══ Document text

Review by Greta Doell
Having previously seen several innovative works at the Meat Market Stables, I’m not surprised by the immediate immersion into what feels like a 70s disco club when I first arrive to see And She Would Stand Like This.
Two worlds blend seamlessly into each other in this production: the world of fierce drag queens and queer performers, and the pillaged palaces of Troy from Euripides’ The Trojan Women – both are equally fraught with danger.
A fellow patron exclaims, “This is extraordinary. How am I supposed to choose where to sit?” when walking through the black curtain and into the theatre, where a pointed catwalk stage awaits. Thankfully, there are plenty of places to sit. Rather, she is referring to Karine Larché’s scenic design, which is immediately clear and purposeful: rows of seats line both sides of the catwalk stage as if we are at a Paris Fashion Week show, waiting for the runway to be filled with stars.
We aren’t disappointed. We are thrown right into glamour from the opening moments of the show, with a fabulous Greek chorus sashaying through the doors and strutting down the catwalk in perfect unison. The chorus performers, Mikki Daely, Guillaume Gentil and Peter Wood, both in this opening and throughout the show, execute enviable choreography by Jonathan Homsey and Kiki Devine.
Hecuba, played by Kikki Temple, the fabulous Queen Bee and mother of this chorus, and many other children, takes her place on stage. She awaits the news of her family’s fate in a hospital, as an unnamed illness infects several of her children. The play follows reflections of trauma that bind Hecuba’s family unit together, and their grief, as this lethal epidemic rips through them.
As any Greek tragedy fans can surmise, the names and loose storylines of the characters are reimagined from The Trojan Women with new, exciting meaning in the recontextualized world And She Would Stand Like This creates. The grief of the trojan women before they are enslaved to the Greeks is replaced by a grief that is reflective of the AIDS/HIV epidemic, but the same time-old abuse remains.
The chorus works as the bridge between Euripides’ play and the abuse of queer bodies of colour, inspired by the 1990 documentary Paris is Burning, in which the stories of socially shunned drag queens in the 1980s is explored.

════

## Tasks for this exercise
(a) Answer from the review of And She Would Stand Like This:
(i) Who did the scenic design?
(ii) Who plays Hecuba?
(iii) Which 1990 documentary inspired the show's portrayal of abuse of queer bodies of color?
(b) Carry the theater review of And She Would Stand Like This forward from its final sentence.
The items have no connection to the review.

══ Listed records

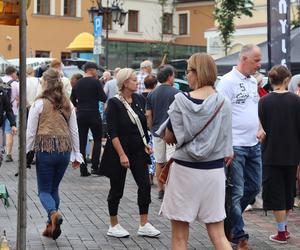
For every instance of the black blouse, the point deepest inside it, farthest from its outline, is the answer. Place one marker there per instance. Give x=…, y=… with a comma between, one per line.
x=119, y=124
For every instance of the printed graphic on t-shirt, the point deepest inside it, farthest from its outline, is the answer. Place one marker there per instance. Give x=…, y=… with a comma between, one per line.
x=243, y=92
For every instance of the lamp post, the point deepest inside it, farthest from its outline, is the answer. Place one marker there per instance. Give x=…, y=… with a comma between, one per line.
x=118, y=15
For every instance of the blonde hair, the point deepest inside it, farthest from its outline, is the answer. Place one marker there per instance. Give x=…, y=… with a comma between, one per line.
x=146, y=64
x=54, y=91
x=29, y=71
x=205, y=68
x=123, y=75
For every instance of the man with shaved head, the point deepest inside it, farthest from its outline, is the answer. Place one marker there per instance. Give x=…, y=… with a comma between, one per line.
x=240, y=87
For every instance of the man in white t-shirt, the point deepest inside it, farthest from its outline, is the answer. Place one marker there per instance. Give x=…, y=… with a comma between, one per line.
x=240, y=87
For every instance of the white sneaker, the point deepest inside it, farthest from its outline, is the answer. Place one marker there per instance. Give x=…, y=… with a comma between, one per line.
x=248, y=208
x=148, y=230
x=117, y=231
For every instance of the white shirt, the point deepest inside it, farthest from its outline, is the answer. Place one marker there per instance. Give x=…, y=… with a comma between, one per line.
x=243, y=95
x=32, y=126
x=32, y=84
x=66, y=84
x=15, y=93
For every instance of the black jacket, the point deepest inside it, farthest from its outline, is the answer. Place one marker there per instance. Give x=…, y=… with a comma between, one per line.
x=5, y=108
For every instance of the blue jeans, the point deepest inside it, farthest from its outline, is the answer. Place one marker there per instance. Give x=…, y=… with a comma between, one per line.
x=246, y=172
x=50, y=169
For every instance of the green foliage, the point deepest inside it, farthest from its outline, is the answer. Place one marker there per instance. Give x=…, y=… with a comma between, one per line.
x=225, y=13
x=296, y=22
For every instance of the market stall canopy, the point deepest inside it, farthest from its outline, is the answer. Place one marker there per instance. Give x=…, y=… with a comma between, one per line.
x=9, y=12
x=226, y=63
x=83, y=42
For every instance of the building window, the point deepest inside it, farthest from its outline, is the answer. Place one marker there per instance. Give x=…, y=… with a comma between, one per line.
x=65, y=55
x=43, y=7
x=42, y=53
x=183, y=24
x=133, y=20
x=70, y=8
x=167, y=23
x=107, y=21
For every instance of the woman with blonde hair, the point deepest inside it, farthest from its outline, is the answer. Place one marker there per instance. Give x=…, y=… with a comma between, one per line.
x=200, y=126
x=127, y=147
x=52, y=133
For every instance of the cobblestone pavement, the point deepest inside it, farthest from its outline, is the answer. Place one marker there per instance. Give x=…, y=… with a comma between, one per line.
x=84, y=208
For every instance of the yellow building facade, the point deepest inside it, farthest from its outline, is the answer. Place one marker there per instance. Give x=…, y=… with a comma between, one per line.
x=197, y=16
x=51, y=28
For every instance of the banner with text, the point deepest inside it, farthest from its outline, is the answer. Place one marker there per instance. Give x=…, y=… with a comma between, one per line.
x=279, y=32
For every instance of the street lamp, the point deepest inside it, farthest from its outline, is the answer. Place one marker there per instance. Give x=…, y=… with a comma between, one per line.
x=118, y=15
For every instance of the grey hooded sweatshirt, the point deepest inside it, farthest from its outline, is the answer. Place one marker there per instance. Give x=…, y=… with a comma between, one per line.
x=188, y=118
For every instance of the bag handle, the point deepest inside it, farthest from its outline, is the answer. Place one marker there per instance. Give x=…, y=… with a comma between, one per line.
x=205, y=126
x=133, y=117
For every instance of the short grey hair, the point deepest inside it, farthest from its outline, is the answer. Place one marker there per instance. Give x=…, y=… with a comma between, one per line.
x=122, y=76
x=247, y=49
x=146, y=64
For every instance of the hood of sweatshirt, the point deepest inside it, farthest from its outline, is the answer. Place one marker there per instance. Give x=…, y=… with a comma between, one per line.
x=188, y=118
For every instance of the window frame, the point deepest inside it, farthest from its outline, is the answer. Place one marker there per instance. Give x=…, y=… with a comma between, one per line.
x=134, y=28
x=186, y=24
x=41, y=4
x=105, y=15
x=167, y=23
x=67, y=8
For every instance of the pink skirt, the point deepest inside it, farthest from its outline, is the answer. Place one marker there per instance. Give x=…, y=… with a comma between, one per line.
x=194, y=194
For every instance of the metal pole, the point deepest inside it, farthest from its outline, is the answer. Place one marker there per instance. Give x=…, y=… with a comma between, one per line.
x=106, y=40
x=269, y=26
x=21, y=219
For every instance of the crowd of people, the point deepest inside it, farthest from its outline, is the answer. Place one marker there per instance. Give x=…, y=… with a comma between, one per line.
x=235, y=129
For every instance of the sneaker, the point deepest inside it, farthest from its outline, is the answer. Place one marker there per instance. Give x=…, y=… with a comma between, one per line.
x=287, y=233
x=161, y=194
x=148, y=230
x=8, y=158
x=117, y=231
x=279, y=238
x=248, y=208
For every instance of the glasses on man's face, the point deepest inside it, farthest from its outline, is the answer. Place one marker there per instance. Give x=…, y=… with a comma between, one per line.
x=189, y=70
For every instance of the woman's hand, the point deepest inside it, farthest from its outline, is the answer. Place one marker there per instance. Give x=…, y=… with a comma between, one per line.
x=169, y=137
x=228, y=160
x=148, y=149
x=75, y=164
x=261, y=135
x=124, y=161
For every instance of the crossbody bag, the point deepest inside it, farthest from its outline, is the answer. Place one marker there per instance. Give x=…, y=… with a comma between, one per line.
x=163, y=177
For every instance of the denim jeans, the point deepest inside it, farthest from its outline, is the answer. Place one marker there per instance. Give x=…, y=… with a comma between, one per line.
x=50, y=169
x=246, y=172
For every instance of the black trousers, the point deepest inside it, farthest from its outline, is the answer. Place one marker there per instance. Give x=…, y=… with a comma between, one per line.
x=90, y=120
x=140, y=174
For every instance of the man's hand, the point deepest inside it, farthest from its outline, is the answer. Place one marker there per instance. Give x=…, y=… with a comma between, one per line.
x=228, y=160
x=14, y=130
x=148, y=149
x=124, y=161
x=75, y=164
x=261, y=135
x=169, y=137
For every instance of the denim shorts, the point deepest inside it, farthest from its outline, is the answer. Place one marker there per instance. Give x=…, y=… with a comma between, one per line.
x=7, y=127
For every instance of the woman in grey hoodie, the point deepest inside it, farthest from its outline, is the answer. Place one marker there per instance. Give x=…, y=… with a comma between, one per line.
x=196, y=182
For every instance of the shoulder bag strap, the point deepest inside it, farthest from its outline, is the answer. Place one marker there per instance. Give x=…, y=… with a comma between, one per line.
x=133, y=117
x=206, y=124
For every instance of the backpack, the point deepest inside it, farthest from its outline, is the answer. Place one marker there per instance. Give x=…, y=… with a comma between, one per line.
x=6, y=88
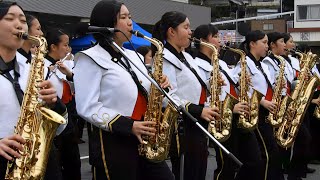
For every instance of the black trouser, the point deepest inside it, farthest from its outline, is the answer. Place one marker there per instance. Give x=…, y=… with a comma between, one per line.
x=81, y=122
x=53, y=171
x=314, y=130
x=244, y=145
x=69, y=156
x=122, y=161
x=193, y=144
x=269, y=147
x=301, y=155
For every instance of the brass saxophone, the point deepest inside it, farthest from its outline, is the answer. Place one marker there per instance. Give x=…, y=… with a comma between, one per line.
x=220, y=129
x=275, y=119
x=156, y=148
x=296, y=109
x=36, y=124
x=247, y=122
x=316, y=112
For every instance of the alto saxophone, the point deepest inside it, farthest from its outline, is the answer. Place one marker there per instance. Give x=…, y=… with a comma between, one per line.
x=276, y=118
x=247, y=122
x=296, y=109
x=156, y=148
x=220, y=129
x=37, y=125
x=316, y=112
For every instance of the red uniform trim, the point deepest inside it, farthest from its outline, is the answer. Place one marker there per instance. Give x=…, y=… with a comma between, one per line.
x=140, y=108
x=289, y=88
x=66, y=95
x=233, y=91
x=203, y=96
x=269, y=94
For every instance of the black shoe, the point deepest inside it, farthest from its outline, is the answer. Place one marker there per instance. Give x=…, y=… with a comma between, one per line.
x=80, y=141
x=310, y=170
x=314, y=162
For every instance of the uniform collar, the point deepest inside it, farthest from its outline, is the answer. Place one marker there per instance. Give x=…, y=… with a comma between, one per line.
x=49, y=58
x=180, y=56
x=274, y=58
x=26, y=55
x=256, y=62
x=7, y=67
x=204, y=57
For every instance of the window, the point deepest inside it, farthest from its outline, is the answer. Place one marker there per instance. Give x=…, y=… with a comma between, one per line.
x=308, y=12
x=267, y=27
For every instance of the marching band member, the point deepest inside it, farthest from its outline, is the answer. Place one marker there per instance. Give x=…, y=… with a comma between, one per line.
x=112, y=95
x=189, y=88
x=243, y=144
x=297, y=167
x=256, y=47
x=277, y=47
x=60, y=74
x=12, y=21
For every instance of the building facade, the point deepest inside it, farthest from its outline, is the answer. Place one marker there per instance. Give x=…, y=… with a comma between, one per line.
x=68, y=13
x=306, y=25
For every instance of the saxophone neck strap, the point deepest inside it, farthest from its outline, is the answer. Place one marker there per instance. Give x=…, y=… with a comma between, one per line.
x=5, y=72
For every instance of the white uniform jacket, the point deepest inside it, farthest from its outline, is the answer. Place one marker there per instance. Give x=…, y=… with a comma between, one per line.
x=258, y=80
x=22, y=60
x=207, y=68
x=105, y=92
x=186, y=87
x=274, y=69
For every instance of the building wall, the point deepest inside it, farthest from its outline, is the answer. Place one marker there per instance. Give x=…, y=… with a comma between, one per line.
x=143, y=11
x=305, y=23
x=279, y=25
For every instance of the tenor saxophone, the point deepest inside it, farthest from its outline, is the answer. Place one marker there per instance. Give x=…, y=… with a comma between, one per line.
x=247, y=122
x=36, y=124
x=221, y=128
x=156, y=148
x=276, y=118
x=296, y=109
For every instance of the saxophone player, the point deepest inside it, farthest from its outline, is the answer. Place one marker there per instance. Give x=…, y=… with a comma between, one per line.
x=296, y=166
x=242, y=143
x=13, y=21
x=277, y=48
x=190, y=89
x=112, y=94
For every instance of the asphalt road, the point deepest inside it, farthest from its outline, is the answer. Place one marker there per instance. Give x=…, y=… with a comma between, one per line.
x=86, y=168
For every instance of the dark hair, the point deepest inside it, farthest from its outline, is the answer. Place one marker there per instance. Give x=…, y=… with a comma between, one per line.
x=286, y=37
x=143, y=50
x=252, y=36
x=53, y=36
x=30, y=18
x=304, y=48
x=203, y=31
x=5, y=6
x=169, y=19
x=273, y=37
x=104, y=14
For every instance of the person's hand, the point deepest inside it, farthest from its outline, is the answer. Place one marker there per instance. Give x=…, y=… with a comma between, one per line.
x=10, y=145
x=241, y=108
x=165, y=82
x=64, y=69
x=316, y=101
x=210, y=114
x=47, y=92
x=140, y=128
x=271, y=106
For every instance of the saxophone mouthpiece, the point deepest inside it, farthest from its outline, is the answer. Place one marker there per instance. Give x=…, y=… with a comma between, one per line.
x=137, y=33
x=195, y=40
x=22, y=35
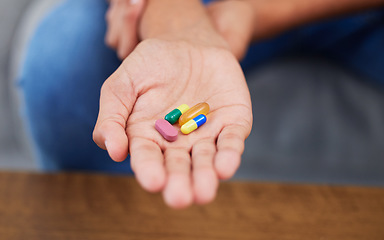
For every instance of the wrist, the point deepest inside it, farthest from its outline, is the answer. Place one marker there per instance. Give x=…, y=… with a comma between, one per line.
x=179, y=20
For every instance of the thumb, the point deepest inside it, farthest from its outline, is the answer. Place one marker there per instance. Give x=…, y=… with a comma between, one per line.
x=117, y=98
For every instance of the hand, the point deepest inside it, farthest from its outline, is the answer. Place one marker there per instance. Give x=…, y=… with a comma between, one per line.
x=158, y=76
x=122, y=24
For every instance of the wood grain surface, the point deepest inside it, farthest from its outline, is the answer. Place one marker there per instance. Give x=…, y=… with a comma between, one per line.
x=99, y=207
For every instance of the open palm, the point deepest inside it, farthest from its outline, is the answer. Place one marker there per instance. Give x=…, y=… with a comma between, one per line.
x=157, y=77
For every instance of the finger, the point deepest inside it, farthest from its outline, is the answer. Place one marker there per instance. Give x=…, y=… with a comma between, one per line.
x=205, y=181
x=178, y=189
x=112, y=18
x=116, y=102
x=148, y=164
x=129, y=34
x=230, y=147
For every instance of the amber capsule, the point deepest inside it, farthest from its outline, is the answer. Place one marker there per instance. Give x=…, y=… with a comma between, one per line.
x=201, y=108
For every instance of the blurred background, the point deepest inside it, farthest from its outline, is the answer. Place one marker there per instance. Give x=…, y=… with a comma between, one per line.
x=313, y=121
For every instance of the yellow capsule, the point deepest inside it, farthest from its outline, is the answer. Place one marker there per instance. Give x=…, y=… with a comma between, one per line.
x=201, y=108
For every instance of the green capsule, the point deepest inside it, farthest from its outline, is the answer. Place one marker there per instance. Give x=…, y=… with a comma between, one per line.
x=175, y=114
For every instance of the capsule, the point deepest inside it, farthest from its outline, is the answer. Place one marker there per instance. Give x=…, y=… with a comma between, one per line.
x=193, y=124
x=175, y=114
x=201, y=108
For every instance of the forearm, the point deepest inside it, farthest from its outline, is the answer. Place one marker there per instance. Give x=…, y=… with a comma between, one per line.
x=181, y=19
x=272, y=17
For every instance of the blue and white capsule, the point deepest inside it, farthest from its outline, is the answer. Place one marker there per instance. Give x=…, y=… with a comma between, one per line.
x=193, y=124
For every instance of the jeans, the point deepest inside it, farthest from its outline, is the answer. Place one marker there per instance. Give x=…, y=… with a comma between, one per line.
x=67, y=63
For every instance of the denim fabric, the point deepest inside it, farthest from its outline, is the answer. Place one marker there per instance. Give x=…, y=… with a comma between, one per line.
x=67, y=63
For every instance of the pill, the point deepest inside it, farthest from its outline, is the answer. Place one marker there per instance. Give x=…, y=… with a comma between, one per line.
x=175, y=114
x=193, y=124
x=166, y=130
x=201, y=108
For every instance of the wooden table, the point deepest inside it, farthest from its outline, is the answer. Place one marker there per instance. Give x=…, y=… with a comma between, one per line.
x=98, y=207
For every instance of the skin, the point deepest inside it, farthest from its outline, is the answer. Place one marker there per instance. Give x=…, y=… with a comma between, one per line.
x=189, y=54
x=192, y=64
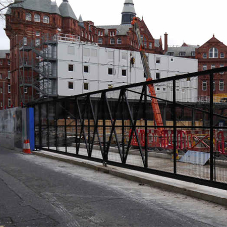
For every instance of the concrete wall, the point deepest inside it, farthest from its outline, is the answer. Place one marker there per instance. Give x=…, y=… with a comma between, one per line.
x=99, y=59
x=11, y=128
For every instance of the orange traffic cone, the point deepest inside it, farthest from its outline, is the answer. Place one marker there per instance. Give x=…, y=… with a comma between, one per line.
x=26, y=147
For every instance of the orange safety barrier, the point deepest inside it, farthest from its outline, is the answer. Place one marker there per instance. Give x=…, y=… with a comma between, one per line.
x=186, y=140
x=26, y=147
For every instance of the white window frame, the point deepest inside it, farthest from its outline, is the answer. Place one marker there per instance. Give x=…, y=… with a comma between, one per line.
x=46, y=20
x=70, y=82
x=221, y=67
x=28, y=17
x=125, y=72
x=37, y=18
x=37, y=42
x=9, y=102
x=221, y=85
x=25, y=41
x=87, y=86
x=69, y=66
x=119, y=41
x=87, y=67
x=112, y=71
x=213, y=52
x=112, y=41
x=100, y=39
x=204, y=85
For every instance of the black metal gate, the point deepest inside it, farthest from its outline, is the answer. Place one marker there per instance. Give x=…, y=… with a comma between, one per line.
x=116, y=126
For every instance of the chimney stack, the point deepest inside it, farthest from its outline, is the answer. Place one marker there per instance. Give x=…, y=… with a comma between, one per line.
x=166, y=42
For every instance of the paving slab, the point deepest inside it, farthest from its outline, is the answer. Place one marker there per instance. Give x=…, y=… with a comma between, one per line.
x=210, y=194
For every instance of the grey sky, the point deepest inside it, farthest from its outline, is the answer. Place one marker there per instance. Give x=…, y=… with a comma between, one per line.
x=193, y=22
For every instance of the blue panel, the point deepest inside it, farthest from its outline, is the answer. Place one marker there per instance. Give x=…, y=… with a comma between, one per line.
x=31, y=127
x=196, y=157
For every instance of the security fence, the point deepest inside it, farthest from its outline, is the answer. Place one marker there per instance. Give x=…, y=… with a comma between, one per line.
x=116, y=126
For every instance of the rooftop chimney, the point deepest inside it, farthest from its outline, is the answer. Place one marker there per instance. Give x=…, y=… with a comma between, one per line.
x=166, y=42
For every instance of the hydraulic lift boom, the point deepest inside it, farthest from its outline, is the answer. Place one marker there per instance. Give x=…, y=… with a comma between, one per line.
x=154, y=101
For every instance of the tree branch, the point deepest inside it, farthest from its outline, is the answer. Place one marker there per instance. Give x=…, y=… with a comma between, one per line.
x=10, y=5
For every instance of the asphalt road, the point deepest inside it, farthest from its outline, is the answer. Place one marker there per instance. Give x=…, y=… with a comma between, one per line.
x=36, y=191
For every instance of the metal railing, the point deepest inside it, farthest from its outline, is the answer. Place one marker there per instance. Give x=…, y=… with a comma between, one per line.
x=116, y=126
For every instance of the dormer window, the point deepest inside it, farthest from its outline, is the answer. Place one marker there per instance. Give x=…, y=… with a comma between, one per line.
x=119, y=41
x=100, y=40
x=112, y=41
x=182, y=53
x=112, y=33
x=28, y=16
x=46, y=20
x=37, y=18
x=213, y=53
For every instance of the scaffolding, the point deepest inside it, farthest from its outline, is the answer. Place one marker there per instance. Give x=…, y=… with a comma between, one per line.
x=37, y=68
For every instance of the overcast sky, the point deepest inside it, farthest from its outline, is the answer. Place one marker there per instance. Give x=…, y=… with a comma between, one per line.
x=193, y=22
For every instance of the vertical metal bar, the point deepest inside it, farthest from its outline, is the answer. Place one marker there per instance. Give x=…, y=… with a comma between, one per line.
x=48, y=130
x=65, y=117
x=76, y=125
x=56, y=125
x=89, y=136
x=193, y=117
x=40, y=127
x=145, y=117
x=123, y=125
x=164, y=114
x=96, y=119
x=211, y=129
x=104, y=128
x=174, y=127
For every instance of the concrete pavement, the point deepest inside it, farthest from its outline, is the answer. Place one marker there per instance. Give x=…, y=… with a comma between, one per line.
x=210, y=194
x=43, y=192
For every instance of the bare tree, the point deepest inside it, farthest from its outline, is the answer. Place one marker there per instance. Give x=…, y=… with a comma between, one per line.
x=4, y=4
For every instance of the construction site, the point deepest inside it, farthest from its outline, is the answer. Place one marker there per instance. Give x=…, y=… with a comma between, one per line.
x=132, y=125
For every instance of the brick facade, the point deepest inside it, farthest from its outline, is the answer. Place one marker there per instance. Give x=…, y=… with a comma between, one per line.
x=32, y=25
x=5, y=89
x=212, y=54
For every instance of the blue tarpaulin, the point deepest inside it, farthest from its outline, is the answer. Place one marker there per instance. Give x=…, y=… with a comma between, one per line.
x=31, y=127
x=196, y=157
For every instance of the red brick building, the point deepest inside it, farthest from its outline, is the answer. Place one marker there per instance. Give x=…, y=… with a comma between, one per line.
x=5, y=89
x=32, y=19
x=212, y=54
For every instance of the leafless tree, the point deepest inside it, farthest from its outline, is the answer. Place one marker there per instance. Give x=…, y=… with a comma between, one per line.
x=4, y=4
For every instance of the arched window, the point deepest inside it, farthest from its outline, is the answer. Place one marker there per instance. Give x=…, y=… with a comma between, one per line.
x=46, y=20
x=37, y=18
x=112, y=41
x=25, y=41
x=213, y=52
x=28, y=16
x=119, y=41
x=100, y=40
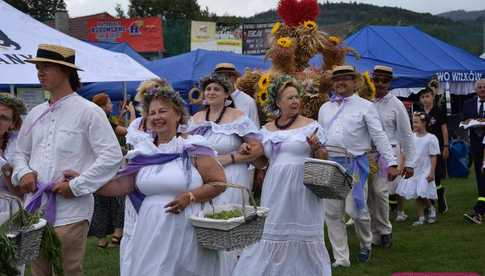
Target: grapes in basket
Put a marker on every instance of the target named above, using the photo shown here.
(224, 215)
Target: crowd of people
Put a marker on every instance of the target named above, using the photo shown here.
(149, 177)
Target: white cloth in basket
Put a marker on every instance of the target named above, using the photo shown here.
(292, 242)
(418, 186)
(225, 139)
(164, 243)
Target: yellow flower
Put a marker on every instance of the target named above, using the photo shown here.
(370, 84)
(335, 39)
(276, 27)
(310, 25)
(263, 97)
(285, 42)
(263, 82)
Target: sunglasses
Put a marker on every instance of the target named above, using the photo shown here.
(381, 80)
(344, 78)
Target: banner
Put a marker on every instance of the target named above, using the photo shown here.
(31, 96)
(215, 36)
(142, 34)
(256, 38)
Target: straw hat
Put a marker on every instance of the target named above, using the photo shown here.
(344, 70)
(226, 68)
(383, 71)
(55, 54)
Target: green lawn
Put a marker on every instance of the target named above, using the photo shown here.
(447, 246)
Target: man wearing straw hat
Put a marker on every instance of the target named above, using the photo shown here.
(68, 133)
(396, 124)
(242, 101)
(352, 123)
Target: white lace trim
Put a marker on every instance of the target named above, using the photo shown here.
(241, 127)
(297, 134)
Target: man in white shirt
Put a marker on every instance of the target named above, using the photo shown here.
(352, 122)
(66, 133)
(242, 101)
(396, 124)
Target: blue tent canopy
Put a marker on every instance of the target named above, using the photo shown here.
(122, 48)
(410, 47)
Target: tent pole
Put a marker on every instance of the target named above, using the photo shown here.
(448, 98)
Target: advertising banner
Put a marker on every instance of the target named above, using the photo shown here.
(142, 34)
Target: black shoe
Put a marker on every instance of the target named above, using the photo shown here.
(386, 241)
(474, 218)
(364, 255)
(442, 204)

════

## Outputs for the tasks
(a)
(i) Karine Larché
(ii) Kikki Temple
(iii) Paris is Burning

(b)
Margot Tanjutco’s direction has orchestrated a perfect balance between the chorus and other cast members. Daely, Gentil and Wood do not to totally steal the show, but are the traditional Greek chorus whilst adding the unique comedy and fabulousness that could only come from a group of queer performers. But the rest of the cast is equally as good.
Kiki Temple’s portrayal of Hecuba as a strong, yet vulnerable matriarch is captivating. Michelle Perera is another powerful presence in the role of Elena, who embodies the overt alienation and discrimination the queer characters of colour are forced to endure. Elena’s girlboss, dead-naming, feminist-when-it-suits-me behaviour is infuriating and brilliant on the part of the playwright, Harrison David Rivers.
Whilst it is a talented cast that is well directed, the design especially shines.
The smaller details of the production don’t go unnoticed. The catwalk stage looks like it is made of marble, reminiscent of the palaces of Troy. But better yet, the catwalk stage points into a sharp triangle and is mirrored by a matching triangle of LED lights that hang above.
I loved this inclusion from lighting designer Ikshvak Sobti. He appears to work with Larché to showcase sharpness, the jagged danger that always looms in these combined worlds. These lights in some moments resemble the LED dancefloor squares seen in clubs, and in others are simply the cold, artificial glow of the hospital lights that threaten to fizz out at any moment.
Notably, Olivia McKenna’s sound design also reflects the duality in the play’s dramaturgy. It punctuates moments of trauma and grief with menacing soundscapes in some moments, then adds irresistibly fun dance music in others, to compliment the sass and agency of the characters.
In short, it would be a shame to miss And She Would Stand Like This before it closes on the 12th of February.
This daring exploration of the abuse of queer bodies of colour and the bonds of chosen family is a fierce ‘screw you’ to those that hope to monopolize definitions of family, motherhood and womanhood.